Configuration for individual interceptors.

from nemo_evaluator.adapters.adapter_config import InterceptorConfig

class InterceptorConfig:
    """Configuration for a single interceptor."""
    
    name: str                        # Interceptor name
    enabled: bool                    # Whether enabled
    config: dict[str, Any]          # Interceptor-specific configuration

DiscoveryConfig#

Configuration for discovering third-party modules and directories.

from nemo_evaluator.adapters.adapter_config import DiscoveryConfig

class DiscoveryConfig:
    """Configuration for discovering 3rd party modules and directories."""

Given exercise:
Summarize the configuration reference excerpt in two sentences. The records that follow aren't needed for what is asked here.

Records provided:
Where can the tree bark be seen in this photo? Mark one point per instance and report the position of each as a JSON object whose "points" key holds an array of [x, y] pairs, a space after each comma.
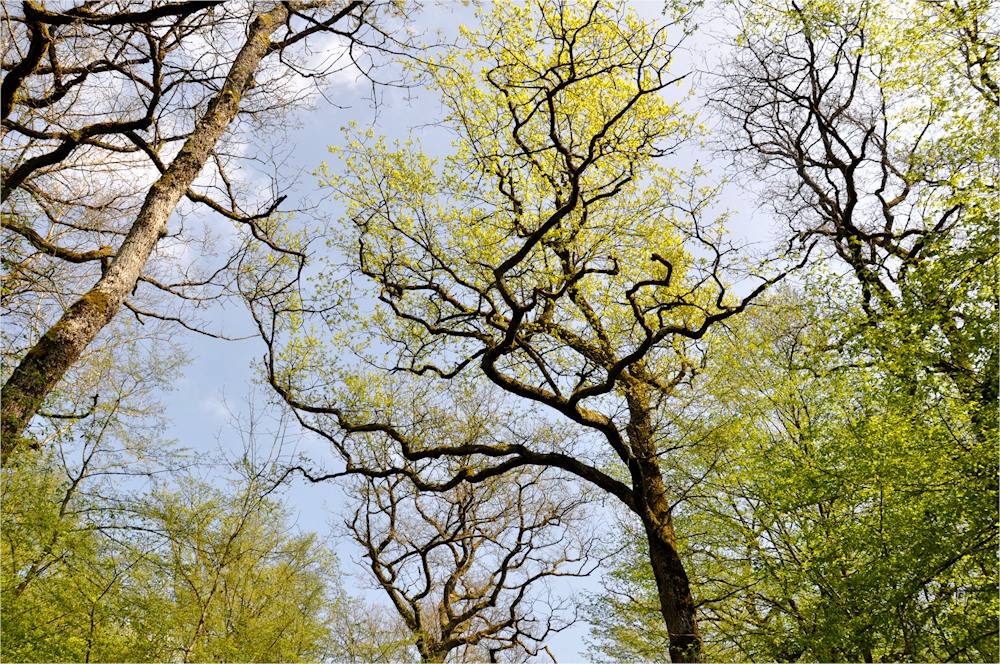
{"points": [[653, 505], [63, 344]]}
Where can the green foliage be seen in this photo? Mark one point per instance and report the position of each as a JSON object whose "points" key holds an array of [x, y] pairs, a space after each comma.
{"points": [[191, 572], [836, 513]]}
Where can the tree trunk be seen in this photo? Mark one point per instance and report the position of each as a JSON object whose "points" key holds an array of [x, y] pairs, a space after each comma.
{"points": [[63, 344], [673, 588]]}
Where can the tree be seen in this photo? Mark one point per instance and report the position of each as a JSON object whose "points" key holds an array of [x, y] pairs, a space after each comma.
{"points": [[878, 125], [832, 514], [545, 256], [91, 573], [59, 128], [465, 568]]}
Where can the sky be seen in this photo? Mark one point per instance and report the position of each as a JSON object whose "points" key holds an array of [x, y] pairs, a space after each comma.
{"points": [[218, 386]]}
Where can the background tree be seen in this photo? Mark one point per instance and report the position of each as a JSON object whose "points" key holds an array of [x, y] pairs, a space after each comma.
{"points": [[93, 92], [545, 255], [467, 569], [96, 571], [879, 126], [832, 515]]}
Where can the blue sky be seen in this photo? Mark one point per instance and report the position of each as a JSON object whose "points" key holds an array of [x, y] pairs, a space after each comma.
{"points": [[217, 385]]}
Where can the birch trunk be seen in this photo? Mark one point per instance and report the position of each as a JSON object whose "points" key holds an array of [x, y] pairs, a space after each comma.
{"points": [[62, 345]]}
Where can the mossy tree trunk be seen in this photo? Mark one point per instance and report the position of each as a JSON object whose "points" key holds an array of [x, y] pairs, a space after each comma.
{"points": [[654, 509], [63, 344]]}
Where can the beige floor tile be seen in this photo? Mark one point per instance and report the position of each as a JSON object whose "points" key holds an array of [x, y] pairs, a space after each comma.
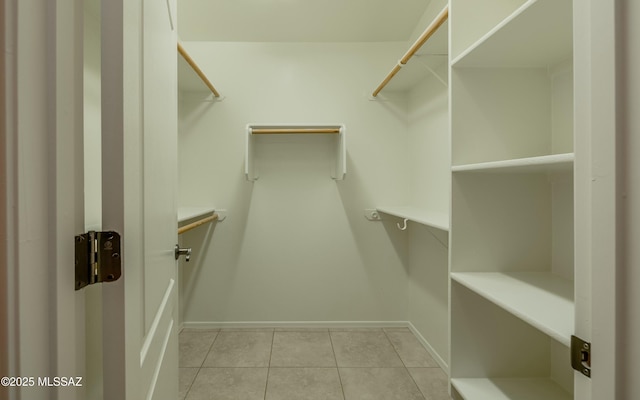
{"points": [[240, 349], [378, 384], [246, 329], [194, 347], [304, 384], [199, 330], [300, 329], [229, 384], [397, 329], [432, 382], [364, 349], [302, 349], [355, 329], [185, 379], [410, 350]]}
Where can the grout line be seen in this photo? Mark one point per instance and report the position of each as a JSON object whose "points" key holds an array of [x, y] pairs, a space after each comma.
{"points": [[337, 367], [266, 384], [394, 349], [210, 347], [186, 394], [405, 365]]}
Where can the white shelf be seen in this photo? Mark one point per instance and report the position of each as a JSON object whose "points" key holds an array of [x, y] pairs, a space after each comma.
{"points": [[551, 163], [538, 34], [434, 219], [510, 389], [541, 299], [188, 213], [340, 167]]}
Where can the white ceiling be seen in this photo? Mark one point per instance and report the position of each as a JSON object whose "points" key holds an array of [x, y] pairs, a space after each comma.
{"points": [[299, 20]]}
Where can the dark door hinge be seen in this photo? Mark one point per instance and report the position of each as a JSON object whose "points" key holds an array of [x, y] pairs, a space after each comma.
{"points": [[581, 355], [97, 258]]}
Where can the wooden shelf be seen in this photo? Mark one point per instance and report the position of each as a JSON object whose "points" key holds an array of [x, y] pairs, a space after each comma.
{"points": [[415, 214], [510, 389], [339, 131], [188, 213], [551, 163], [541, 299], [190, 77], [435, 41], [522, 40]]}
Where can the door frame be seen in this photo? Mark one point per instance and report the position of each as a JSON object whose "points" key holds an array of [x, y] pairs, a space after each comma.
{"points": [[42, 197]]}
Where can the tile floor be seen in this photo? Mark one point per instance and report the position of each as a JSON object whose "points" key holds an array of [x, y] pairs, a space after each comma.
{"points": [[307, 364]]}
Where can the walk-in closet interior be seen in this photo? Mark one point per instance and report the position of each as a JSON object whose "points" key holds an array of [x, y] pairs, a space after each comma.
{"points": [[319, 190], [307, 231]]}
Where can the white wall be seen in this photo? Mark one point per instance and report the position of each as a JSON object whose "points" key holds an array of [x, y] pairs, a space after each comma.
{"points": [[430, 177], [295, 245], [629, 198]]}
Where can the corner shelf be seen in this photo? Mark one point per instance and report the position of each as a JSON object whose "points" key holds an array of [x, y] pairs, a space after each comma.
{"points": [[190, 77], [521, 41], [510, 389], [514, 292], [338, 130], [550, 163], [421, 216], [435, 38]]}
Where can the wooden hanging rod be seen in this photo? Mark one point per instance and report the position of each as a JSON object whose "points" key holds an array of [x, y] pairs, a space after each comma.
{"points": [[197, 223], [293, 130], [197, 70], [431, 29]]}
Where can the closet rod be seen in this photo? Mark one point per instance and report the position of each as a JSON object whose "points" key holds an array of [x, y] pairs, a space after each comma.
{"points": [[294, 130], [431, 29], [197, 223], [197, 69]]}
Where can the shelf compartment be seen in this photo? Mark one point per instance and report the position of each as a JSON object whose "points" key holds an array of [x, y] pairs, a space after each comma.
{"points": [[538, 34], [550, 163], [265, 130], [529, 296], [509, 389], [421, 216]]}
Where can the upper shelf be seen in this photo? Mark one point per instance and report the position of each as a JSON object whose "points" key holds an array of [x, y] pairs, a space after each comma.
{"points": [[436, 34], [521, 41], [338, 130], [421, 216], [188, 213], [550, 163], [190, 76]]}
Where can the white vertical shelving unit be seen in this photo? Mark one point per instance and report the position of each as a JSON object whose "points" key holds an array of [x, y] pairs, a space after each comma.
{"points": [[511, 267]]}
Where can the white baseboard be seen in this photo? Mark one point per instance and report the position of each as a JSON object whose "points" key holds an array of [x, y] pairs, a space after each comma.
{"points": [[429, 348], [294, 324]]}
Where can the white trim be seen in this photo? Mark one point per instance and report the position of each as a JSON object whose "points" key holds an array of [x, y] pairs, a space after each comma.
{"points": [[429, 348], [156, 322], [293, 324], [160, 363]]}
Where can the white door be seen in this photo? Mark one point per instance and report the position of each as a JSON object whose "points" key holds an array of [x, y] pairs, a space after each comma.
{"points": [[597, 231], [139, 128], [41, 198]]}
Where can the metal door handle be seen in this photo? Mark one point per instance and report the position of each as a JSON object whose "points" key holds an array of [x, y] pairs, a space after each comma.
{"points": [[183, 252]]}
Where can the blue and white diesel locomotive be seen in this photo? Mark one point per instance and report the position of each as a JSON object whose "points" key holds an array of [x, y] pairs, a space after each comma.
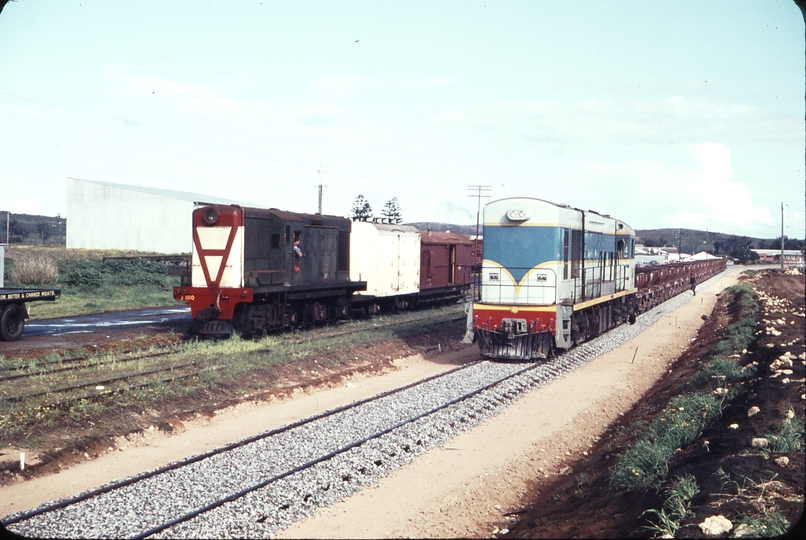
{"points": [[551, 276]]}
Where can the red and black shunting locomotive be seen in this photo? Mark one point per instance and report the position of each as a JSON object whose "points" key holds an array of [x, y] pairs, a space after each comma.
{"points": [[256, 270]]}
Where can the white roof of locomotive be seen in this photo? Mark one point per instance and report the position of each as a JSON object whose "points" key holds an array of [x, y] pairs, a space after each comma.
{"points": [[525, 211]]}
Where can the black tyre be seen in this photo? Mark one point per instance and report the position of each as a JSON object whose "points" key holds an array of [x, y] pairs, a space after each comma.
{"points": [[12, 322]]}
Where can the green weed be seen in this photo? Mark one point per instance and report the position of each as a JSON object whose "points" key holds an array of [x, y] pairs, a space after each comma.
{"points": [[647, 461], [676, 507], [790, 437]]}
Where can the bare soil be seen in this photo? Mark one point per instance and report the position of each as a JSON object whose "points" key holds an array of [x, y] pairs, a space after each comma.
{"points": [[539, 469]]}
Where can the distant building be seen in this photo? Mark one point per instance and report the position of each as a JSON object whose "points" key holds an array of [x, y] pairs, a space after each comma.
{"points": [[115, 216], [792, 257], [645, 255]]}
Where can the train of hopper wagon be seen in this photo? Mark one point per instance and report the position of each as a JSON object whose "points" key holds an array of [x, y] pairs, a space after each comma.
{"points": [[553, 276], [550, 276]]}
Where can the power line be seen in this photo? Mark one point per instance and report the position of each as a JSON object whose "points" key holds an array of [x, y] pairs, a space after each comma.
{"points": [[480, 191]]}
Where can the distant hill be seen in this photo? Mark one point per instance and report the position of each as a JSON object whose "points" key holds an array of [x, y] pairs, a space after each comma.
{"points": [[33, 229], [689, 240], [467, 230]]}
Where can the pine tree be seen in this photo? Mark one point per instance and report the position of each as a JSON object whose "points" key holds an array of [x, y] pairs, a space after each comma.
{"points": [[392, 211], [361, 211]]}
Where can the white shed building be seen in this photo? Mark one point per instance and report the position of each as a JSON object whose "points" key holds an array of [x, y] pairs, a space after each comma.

Output of the exercise:
The InterceptorConfig class, imported from nemo_evaluator.adapters.adapter_config, configures a single interceptor through a string name, a boolean enabled flag, and a dictionary of interceptor-specific configuration. The DiscoveryConfig class, imported from the same module, provides configuration for discovering third-party modules and directories.